Palazzo Gottifredo is a large medieval house in Alatri in the Lazio Region of Italy. It lies at the confluence of the main streets of Alatri at the time of the palace's construction: the first, coming from the north city gate of San Pietro; the second, from west, arrives from the ancient Via San Francesco which passes through the gate of the same name; the third from gate St Nicholas, to the east.

Both the size of the palace and the morphology of the interior spaces suggest that Cardinal Gottifredo di Raynaldo, ordered its construction, and wanted several functions: defence, government and entertainment. Since 1932, the oldest part of the palace, which corresponds to the tower facing the intersection of the three streets— in Alatri known as the Trivio (crossroads)— has housed the City Museum.

== Design and construction of the building ==

The entire monument has a central part (slightly curved to follow the line of the street) on which lies the principal door (with a pointed arch and double moulding) and two towers, one on the crossroads and the other on the opposite side. The Palace was designed in the 13th century. Constructuction is assigned between 1229, when Gottifredo was Canon of the local Cathedral, and 1286, a year before his death, when was appointed Podesta of the town.

• • •

**Task item A**:
In the Palazzo Gottifredo text, since what year has the oldest part of the palace housed the City Museum?
**Task item B**:
Output the Palazzo Gottifredo text word for word, beginning at the words "Both the size" and stopping after "the City Museum.".

**Dataset content**:
• • •

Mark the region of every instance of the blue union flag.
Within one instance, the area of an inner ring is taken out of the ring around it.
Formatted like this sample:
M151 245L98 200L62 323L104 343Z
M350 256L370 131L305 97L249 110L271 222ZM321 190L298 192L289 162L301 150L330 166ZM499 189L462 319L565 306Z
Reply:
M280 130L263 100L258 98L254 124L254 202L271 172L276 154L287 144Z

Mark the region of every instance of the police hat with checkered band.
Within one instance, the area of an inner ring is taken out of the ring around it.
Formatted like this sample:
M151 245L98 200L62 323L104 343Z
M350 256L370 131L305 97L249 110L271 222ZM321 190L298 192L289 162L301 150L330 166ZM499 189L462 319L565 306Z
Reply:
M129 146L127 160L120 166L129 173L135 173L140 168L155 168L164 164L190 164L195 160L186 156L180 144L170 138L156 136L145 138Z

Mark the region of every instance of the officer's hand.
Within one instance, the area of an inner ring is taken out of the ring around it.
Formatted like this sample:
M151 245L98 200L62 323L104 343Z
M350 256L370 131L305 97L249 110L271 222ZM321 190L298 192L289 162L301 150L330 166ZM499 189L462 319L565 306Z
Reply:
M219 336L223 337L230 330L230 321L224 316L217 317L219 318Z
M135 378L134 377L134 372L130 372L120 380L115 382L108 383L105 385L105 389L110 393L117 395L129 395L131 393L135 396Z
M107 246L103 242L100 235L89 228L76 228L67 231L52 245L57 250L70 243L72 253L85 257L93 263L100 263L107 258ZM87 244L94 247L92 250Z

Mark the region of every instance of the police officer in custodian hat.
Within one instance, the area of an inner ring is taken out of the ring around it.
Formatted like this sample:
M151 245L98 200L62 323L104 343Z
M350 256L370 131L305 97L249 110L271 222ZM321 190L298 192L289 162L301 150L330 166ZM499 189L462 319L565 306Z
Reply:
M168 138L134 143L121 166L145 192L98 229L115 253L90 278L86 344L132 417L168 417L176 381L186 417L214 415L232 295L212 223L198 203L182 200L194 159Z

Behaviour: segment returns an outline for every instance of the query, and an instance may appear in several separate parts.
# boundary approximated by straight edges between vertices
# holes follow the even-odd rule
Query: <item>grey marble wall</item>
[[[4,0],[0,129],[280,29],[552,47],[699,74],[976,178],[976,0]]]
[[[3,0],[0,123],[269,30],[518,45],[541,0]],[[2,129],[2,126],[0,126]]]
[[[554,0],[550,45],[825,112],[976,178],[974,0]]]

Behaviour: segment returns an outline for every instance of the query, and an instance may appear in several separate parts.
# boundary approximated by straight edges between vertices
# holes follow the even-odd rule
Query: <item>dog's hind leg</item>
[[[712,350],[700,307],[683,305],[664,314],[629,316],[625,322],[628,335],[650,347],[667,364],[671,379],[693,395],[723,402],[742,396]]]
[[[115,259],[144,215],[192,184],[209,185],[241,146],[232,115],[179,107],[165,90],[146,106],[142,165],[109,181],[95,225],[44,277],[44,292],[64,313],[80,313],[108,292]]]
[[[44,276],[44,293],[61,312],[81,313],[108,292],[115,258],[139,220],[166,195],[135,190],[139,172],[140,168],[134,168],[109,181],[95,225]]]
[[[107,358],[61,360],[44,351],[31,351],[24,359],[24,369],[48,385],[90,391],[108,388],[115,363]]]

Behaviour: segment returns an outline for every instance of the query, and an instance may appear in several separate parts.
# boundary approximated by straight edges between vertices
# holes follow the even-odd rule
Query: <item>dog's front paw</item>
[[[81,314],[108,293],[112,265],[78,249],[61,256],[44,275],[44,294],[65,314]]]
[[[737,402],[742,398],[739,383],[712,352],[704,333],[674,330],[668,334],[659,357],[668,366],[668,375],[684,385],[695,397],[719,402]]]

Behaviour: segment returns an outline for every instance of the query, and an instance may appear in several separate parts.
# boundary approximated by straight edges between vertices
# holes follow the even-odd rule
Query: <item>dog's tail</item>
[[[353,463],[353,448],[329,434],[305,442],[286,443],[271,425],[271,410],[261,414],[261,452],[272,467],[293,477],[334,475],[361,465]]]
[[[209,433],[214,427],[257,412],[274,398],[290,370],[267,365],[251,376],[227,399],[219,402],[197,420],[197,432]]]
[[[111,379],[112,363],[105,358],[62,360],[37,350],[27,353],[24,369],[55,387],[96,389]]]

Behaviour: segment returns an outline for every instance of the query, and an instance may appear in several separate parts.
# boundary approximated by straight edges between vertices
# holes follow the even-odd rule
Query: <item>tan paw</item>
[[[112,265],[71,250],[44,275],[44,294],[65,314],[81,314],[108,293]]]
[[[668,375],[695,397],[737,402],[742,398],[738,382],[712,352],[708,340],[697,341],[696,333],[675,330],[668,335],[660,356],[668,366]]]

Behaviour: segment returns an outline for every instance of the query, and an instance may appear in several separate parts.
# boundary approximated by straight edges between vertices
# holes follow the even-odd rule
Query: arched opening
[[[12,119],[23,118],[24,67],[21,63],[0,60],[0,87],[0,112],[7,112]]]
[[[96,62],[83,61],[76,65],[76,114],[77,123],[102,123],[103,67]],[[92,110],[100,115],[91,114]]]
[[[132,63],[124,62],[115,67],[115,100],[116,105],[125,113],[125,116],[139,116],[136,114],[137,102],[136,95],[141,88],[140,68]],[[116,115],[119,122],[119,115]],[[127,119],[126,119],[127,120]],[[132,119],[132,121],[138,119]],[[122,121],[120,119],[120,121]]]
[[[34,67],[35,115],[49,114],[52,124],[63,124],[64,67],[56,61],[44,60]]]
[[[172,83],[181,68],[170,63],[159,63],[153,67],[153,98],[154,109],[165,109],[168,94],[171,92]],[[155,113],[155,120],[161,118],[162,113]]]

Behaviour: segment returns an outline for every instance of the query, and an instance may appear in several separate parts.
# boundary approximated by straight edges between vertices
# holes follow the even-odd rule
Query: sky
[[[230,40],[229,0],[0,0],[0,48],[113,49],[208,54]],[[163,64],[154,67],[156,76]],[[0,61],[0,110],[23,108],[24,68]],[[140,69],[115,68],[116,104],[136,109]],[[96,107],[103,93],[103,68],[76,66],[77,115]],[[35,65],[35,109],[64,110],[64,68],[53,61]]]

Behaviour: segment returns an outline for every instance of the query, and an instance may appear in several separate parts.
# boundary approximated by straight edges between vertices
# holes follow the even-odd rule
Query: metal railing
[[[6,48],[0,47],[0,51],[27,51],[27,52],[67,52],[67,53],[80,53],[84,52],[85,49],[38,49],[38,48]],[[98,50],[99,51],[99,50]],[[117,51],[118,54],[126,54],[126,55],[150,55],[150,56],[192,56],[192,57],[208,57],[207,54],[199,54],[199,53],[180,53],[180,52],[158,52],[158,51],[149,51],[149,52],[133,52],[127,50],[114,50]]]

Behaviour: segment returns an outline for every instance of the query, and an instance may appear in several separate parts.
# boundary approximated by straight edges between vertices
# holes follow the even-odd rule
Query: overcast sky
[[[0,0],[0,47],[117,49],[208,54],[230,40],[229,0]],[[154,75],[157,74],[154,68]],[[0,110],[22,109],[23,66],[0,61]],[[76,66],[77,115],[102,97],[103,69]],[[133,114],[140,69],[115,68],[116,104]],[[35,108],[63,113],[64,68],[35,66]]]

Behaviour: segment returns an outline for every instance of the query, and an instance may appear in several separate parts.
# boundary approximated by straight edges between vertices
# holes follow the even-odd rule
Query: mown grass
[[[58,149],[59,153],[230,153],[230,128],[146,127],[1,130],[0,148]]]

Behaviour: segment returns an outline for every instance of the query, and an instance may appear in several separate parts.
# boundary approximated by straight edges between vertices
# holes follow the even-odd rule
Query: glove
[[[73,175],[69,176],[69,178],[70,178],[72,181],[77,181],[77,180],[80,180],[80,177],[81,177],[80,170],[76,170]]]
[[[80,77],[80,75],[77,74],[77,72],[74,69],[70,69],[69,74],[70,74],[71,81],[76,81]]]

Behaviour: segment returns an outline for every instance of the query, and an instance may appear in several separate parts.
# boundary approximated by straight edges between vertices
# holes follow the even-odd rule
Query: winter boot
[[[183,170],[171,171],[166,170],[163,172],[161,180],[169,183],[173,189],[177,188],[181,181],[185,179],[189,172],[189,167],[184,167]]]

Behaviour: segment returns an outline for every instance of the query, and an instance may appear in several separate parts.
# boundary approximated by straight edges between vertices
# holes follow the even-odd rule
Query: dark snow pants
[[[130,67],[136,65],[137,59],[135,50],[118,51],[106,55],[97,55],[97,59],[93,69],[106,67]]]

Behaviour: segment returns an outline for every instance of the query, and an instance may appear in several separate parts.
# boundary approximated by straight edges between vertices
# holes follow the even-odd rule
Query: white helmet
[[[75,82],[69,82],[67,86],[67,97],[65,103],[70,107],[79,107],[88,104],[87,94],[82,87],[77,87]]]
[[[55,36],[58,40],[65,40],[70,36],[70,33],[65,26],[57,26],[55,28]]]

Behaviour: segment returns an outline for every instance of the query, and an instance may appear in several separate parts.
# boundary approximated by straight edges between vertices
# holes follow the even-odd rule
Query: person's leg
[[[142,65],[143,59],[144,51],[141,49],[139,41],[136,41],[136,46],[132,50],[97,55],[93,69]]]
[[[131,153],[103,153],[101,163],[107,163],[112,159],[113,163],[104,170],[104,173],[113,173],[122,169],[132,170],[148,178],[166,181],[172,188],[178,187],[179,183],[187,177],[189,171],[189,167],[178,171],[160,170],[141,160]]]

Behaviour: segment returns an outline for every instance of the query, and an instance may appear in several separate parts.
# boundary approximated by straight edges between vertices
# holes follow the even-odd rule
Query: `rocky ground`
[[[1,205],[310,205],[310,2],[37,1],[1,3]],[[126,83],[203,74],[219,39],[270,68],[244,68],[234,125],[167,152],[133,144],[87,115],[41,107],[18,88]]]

• • •

**Expected answer A**:
Since 1932.

**Expected answer B**:
Both the size of the palace and the morphology of the interior spaces suggest that Cardinal Gottifredo di Raynaldo, ordered its construction, and wanted several functions: defence, government and entertainment. Since 1932, the oldest part of the palace, which corresponds to the tower facing the intersection of the three streets— in Alatri known as the Trivio (crossroads)— has housed the City Museum.